## Trecho da página
....
Nos idos anos 80, li uma crônica do festejado escritor, romancista, ensaísta, crítico literário, tradutor... Francisco Miguel de Moura, membro da Academia Piauiense de Letras, que  externava o drama comovente de uma família de retirantes cearenses que fugia da seca estrema do semiárido, rumo  aos verdejantes campos maranhenses, na perspectiva de sobrevivência.

Narrava o escritor em sua crônica (e aqui antecipo minhas escusas a eventuais esquecimentos e incorreções de memória, pelo decurso do tempo) que ainda residia com seus pais no antigo Jenipapeiro (atual Francisco Santos), numa época em que os retirantes nordestinos utilizavam os leitos secos dos rios temporários como estradas para acessar as regiões mais chuvosas, notadamente o sul do Piauí, o Maranhão e o Pará, quando aportou ao terreiro de sua casa, através do Riachão seco, uma família de retirantes, faminta e exausta, pedindo rancho para pernoitar. Eram, salvo engano, um casal e três crianças, sendo a menorzinha carregada nos braços magros da mãe, ainda dependente do leite escasso.
 
O homem, de compleição física enrustida pela rigidez do sol inclemente, carregava no ombro o saco de estopa contendo alguns utensílios domésticos de menor volume e outros objetos úteis à longa e árdua travessia. A mulher, por sua vez, equilibrava uma trouxa com alguns trapos e outros pertences na cabeça, além de uma criança ao braço e outra puxada pela mão...

É sempre triste relembrar o drama da seca, tema este denunciado e muito bem retratado em obras primas da literatura brasileira, como “O Quinze”, da cearense Raquel de Queiroz, “Vidas Secas”, do alagoano Graciliano Ramos e “A Bagaceira”, do paraibano José Américo de Almeida, só para destacar alguns.

Mas, voltando à crônica de Chico Miguel, publicada no jornal O Dia, da época, um fato tornou o drama dessa família ainda mais comovente: pela manhã, ao despedir-se do dono da casa onde pernoitou – no caso, o pai do escritor Francisco Miguel de Moura – o retirante, na persistência de chegar ao destino por ele traçado, propôs deixar para trás uma de suas filhas, de aproximadamente 7 anos, em troca de um jumento que havia no terreiro da casa grande, a fim se seguir a jornada com maior comodidade. Nesse caso, a mulher iria montar o animal, carregando a filha pequena nos braços, além dos outros pertences, que podiam ir amarrados ao cabeçote da cangalha. O homem e o menino mais velho da prole, seguiriam a pé, mas já seria um alívio e uma expectativa maior de se chegar às terras maranhenses, onde a chuva certa e intensa era sinônimo de fartura.
....
## Problema proposto a
Quais linhas das entradas contêm a palavra "TARGET"? Devolva cada uma delas.

## Dados extraídos
....
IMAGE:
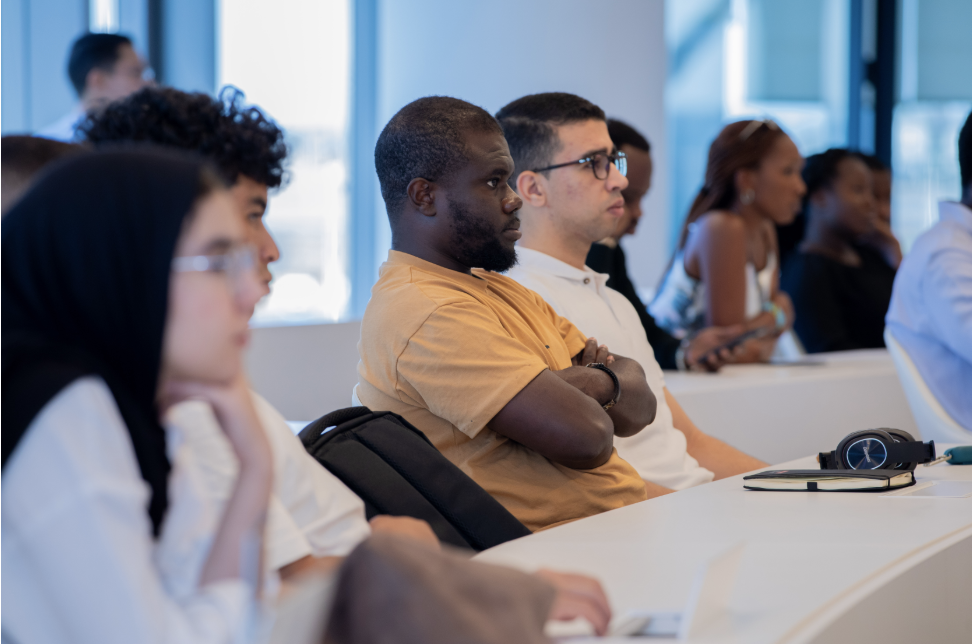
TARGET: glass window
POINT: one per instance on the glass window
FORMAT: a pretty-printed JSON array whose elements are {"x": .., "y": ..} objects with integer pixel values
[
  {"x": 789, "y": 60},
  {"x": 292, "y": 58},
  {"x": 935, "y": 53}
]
....
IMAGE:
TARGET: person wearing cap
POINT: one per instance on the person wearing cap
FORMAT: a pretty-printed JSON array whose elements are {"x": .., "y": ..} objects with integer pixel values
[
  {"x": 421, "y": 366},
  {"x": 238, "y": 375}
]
....
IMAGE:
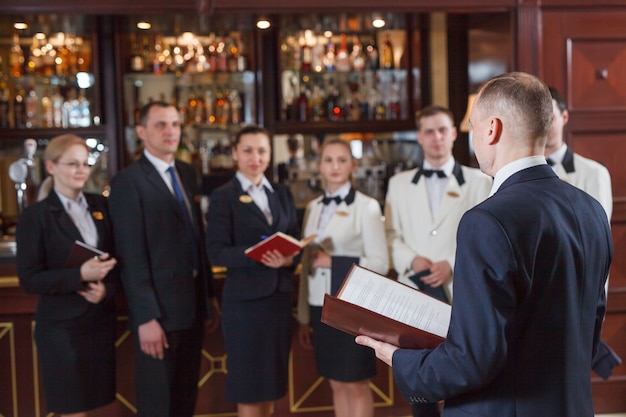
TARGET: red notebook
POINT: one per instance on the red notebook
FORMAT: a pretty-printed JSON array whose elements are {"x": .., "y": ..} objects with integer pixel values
....
## Problema proposto b
Em que jornal foi publicada a crônica de Chico Miguel mencionada no trecho da página?

## Resposta completa a
TARGET: glass window
TARGET: person wearing cap
TARGET: red notebook

## Resposta completa b
No jornal O Dia.